[Stored data]
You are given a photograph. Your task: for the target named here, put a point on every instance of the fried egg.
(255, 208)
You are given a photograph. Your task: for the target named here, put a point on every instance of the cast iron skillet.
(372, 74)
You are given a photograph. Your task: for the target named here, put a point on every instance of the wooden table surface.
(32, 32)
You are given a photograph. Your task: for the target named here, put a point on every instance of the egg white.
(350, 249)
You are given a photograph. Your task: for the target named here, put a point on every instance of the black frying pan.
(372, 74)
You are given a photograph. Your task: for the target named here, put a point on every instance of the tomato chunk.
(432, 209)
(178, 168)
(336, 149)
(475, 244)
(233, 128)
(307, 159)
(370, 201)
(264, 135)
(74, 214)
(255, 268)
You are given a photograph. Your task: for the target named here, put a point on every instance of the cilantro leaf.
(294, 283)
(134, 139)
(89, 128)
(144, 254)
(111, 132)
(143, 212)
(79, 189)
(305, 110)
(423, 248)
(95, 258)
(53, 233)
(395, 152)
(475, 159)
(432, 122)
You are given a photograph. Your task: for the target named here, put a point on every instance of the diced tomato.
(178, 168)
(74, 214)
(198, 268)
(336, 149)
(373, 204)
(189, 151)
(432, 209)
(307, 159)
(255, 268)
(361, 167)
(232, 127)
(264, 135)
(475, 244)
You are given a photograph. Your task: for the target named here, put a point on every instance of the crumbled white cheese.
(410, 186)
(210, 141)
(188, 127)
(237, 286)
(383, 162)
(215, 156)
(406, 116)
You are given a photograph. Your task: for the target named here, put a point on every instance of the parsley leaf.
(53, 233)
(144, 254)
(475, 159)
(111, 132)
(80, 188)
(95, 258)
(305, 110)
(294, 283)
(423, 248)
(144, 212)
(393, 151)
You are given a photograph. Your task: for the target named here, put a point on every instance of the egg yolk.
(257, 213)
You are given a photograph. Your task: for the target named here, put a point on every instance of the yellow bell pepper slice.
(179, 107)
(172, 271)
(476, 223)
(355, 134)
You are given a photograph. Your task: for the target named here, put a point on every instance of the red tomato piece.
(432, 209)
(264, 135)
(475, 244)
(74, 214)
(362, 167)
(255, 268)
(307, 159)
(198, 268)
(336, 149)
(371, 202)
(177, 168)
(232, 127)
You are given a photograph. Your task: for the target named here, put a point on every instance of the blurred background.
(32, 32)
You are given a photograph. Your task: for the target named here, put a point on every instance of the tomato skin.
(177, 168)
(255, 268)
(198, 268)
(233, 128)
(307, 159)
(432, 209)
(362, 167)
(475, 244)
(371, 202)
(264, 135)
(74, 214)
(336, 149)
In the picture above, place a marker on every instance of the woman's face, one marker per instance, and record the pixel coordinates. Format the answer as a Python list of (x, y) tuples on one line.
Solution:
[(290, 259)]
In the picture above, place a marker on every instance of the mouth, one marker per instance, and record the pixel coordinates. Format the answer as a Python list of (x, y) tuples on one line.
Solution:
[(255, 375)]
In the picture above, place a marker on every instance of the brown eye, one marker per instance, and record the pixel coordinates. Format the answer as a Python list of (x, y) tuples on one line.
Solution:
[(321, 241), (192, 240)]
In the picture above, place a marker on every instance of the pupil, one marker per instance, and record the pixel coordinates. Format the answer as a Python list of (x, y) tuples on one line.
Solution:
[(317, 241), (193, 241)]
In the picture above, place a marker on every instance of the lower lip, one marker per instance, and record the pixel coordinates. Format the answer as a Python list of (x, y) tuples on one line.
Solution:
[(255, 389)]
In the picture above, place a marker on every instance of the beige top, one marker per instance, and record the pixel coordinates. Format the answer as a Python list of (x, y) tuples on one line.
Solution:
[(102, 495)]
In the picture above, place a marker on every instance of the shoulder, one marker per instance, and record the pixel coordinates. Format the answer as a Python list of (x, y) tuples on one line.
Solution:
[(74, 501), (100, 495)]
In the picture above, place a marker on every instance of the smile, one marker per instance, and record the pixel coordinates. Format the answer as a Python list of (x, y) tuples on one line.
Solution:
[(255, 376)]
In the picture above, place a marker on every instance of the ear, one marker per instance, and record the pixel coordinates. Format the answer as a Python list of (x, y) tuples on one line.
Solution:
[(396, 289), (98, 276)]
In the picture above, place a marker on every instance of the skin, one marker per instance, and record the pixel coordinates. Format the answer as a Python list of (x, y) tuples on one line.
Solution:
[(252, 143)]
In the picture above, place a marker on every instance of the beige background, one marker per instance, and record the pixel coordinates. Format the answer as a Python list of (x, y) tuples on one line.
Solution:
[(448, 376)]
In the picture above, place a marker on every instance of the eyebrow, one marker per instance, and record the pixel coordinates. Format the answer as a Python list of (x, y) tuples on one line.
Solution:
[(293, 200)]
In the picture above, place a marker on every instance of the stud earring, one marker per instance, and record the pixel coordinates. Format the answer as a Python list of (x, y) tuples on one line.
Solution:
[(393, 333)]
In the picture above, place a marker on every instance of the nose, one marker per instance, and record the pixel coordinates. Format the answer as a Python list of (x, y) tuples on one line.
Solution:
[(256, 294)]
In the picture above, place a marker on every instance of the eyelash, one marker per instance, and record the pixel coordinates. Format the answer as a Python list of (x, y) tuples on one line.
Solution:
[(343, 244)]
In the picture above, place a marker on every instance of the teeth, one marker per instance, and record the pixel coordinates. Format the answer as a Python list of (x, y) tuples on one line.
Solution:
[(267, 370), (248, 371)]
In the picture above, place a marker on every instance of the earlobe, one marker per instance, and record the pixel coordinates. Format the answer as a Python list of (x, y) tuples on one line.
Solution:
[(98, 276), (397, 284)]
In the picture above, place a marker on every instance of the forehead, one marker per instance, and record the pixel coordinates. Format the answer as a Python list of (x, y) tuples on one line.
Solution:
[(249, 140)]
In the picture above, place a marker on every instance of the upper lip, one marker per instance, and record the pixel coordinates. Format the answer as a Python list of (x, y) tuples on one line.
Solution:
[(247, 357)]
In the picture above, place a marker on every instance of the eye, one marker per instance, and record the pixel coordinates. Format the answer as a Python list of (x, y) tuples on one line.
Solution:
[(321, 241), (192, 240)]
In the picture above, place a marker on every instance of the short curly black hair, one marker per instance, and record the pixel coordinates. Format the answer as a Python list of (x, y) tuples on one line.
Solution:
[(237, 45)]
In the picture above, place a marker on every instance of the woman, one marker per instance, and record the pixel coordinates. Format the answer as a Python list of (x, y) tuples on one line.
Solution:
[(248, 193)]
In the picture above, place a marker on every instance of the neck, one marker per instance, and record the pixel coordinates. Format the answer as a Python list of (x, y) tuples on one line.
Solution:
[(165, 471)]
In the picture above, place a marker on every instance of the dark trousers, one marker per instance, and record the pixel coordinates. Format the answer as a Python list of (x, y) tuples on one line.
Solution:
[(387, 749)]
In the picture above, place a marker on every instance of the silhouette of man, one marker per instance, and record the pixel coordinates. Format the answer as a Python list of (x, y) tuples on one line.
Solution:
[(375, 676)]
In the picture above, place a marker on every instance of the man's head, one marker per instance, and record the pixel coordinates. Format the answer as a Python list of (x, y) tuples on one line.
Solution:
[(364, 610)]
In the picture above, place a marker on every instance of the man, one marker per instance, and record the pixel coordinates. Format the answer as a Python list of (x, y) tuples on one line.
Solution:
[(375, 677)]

● Written problem: Rewrite all the rows above, switching "every instance" to "each instance" and leaving everything else as it is.

● Final answer:
You are given a photograph. Your task: for the target named here, put a point on each instance of the fried egg.
(255, 208)
You are given a photograph. Your task: for the target named here, put a point on each instance of the cast iron skillet.
(372, 74)
You are given a photograph. Your task: for the target named here, put a point on each instance of the wooden table surface.
(32, 32)
You are given a photograph. Your task: for the target named here, put a point on each instance of the egg white.
(350, 249)
You are given a photograph. Your task: for the target named here, put a point on each instance of the black frying pan.
(372, 74)
You are given a photograph. Your task: for the target named here, put a point on each instance of the tomato chunk.
(432, 209)
(178, 168)
(336, 149)
(475, 244)
(233, 128)
(307, 159)
(370, 201)
(264, 135)
(74, 214)
(255, 268)
You are given a photograph. Your task: for the target named here, put a point on each instance of the cilantro leaf.
(294, 283)
(134, 139)
(89, 128)
(144, 254)
(111, 132)
(143, 212)
(79, 189)
(305, 110)
(423, 248)
(95, 258)
(53, 233)
(395, 152)
(475, 159)
(432, 122)
You are given a photograph. Your task: for the target named here, put a point on each instance of the diced tomato.
(178, 168)
(74, 214)
(198, 268)
(336, 149)
(373, 204)
(189, 151)
(432, 209)
(307, 159)
(255, 268)
(361, 167)
(232, 127)
(264, 135)
(475, 244)
You are given a photograph. Your task: for the target named here, put a point on each instance of the crumbled white cheese.
(410, 186)
(210, 141)
(188, 127)
(237, 286)
(383, 162)
(215, 156)
(406, 116)
You are given a photograph. Your task: for the target named here, put a point on each instance of the parsley leaf.
(53, 233)
(144, 254)
(475, 159)
(111, 132)
(80, 188)
(95, 258)
(305, 110)
(294, 283)
(423, 248)
(144, 212)
(393, 151)
You are given a photograph. Your task: for the target named here, put a point on each instance of the egg yolk.
(257, 213)
You are given a photograph. Your task: for the target named here, put a point on each instance of the yellow bell pepper slice.
(179, 107)
(172, 271)
(476, 223)
(355, 134)
You are given a photograph. Your task: for the target named here, put a point on each instance of the red tomato piece.
(432, 209)
(264, 135)
(475, 244)
(74, 214)
(362, 167)
(255, 268)
(307, 159)
(198, 268)
(336, 149)
(371, 202)
(177, 168)
(232, 127)
You are given a photograph. Your task: for the target named here, put a point on each instance of the blurred background.
(32, 32)
You are given a photograph. Your task: for the target named here, put a point on each instance of the tomato skin.
(177, 168)
(255, 268)
(198, 268)
(233, 128)
(307, 159)
(432, 209)
(362, 167)
(475, 244)
(371, 202)
(264, 135)
(74, 214)
(336, 149)
In the picture above, place a marker on each instance of the woman's face, one marker per instance, and record the pixel coordinates. Format the answer as a Python list of (x, y) tuples on one line.
Solution:
[(290, 259)]
In the picture above, place a marker on each instance of the mouth, one marker per instance, and record the pixel coordinates. Format the answer as a Python list of (x, y) tuples on one line.
Solution:
[(255, 375)]
In the picture above, place a marker on each instance of the brown eye, one marker per instance, and record the pixel coordinates. Format the answer as a Python list of (x, y) tuples on one line.
Solution:
[(321, 241), (192, 240)]
In the picture above, place a marker on each instance of the pupil, one marker per instance, and record the pixel coordinates. Format the answer as a Python list of (x, y) tuples on one line.
Solution:
[(317, 241), (193, 241)]
In the picture above, place a marker on each instance of the lower lip, one marker per instance, and record the pixel coordinates. Format the answer as a Python list of (x, y) tuples on one line.
Solution:
[(255, 389)]
In the picture above, place a marker on each instance of the beige top, one marker per instance, and record the pixel coordinates. Format the answer as a Python list of (x, y) tuples on one line.
Solution:
[(102, 495)]
In the picture above, place a marker on each instance of the shoulder, one marker per instance, and record the pixel coordinates. Format the answer as a Python list of (x, y) tuples on one line.
Solution:
[(74, 501), (100, 495)]
In the picture above, place a marker on each instance of the smile, one marker per instance, and record the pixel coordinates. Format the answer as a Python list of (x, y) tuples on one line.
Solution:
[(255, 376)]
In the picture above, place a marker on each instance of the ear, one marker per instance, and record the pixel coordinates. Format the answer as a Python list of (x, y) tuples on one line.
Solution:
[(396, 289), (98, 276)]
In the picture above, place a marker on each instance of the skin, one marker per instance, and record the pixel coordinates. Format the answer as a Python list of (x, y) tuples on one line.
Solution:
[(252, 143)]
In the picture above, place a marker on each instance of the beige background, one marker per instance, and record the pixel coordinates. Format the answer as a Python list of (x, y) tuples on one line.
Solution:
[(448, 376)]
In the picture above, place a marker on each instance of the eyebrow, one marker per instance, and record the pixel coordinates. Format the answer as a Python list of (x, y) tuples on one line.
Solution:
[(293, 200)]
In the picture above, place a marker on each instance of the stud earring, one marker per instance, and record the pixel coordinates. Format the answer as a Python list of (x, y) tuples on one line.
Solution:
[(393, 333)]
In the picture above, place a marker on each instance of the nose, one marker per instance, and record the pixel coordinates. Format the answer as a Python list of (x, y) tuples on one line.
Solution:
[(256, 294)]
In the picture above, place a marker on each instance of the eyelash, one marker per instance, and record the pixel coordinates. Format the answer as a Python list of (x, y) tuples on one line.
Solution:
[(343, 244)]
In the picture above, place a marker on each instance of the teeth, one marker per instance, and record the pixel coordinates. Format the answer as a Python list of (x, y) tuples on one line.
Solution:
[(267, 370), (248, 371)]
In the picture above, place a marker on each instance of the earlobe, one marker per instance, and record the pixel coordinates. Format the answer as a Python list of (x, y) tuples on one line.
Solution:
[(98, 276), (397, 284)]
In the picture above, place a marker on each instance of the forehead, one marker per instance, and record the pixel coordinates. Format the answer as a Python list of (x, y) tuples on one line.
Solution:
[(249, 140)]
In the picture above, place a marker on each instance of the upper lip, one marker per instance, and record the pixel coordinates. Format the answer as a Python list of (x, y) tuples on one line.
Solution:
[(247, 357)]
In the picture above, place a marker on each instance of the eye, one marker per instance, and record the pixel coordinates. Format the answer as a Python list of (x, y) tuples on one line.
Solution:
[(321, 241), (192, 240)]
In the picture above, place a marker on each instance of the short curly black hair, one marker per instance, and record the pixel coordinates. Format the answer as a Python list of (x, y) tuples on one line.
Solution:
[(237, 45)]
In the picture above, place a marker on each instance of the woman, one marker per instance, and record the pixel coordinates. Format the answer as a Python list of (x, y) tuples on one line.
Solution:
[(248, 193)]
In the picture above, place a marker on each instance of the neck, one marker per instance, and record the pixel coordinates. Format the answer as a Python list of (x, y) tuples on one line.
Solution:
[(165, 471)]
In the picture above, place a marker on each instance of the dark trousers, one marker per instance, and record the pixel coordinates. Format the answer as a Python list of (x, y) tuples on one line.
Solution:
[(387, 749)]
In the picture above, place a marker on each instance of the silhouette of man, one marker per instance, and record the pixel coordinates. Format the answer as a Python list of (x, y) tuples on one line.
Solution:
[(375, 676)]
In the picture above, place a marker on each instance of the man's head, one marker per instance, and record the pixel coordinates. Format the answer as a Python list of (x, y) tuples on one line.
Solution:
[(364, 610)]
In the picture above, place a marker on each instance of the man, one marker per instance, and record the pixel coordinates. Format the answer as a Python list of (x, y) tuples on one line.
Solution:
[(375, 677)]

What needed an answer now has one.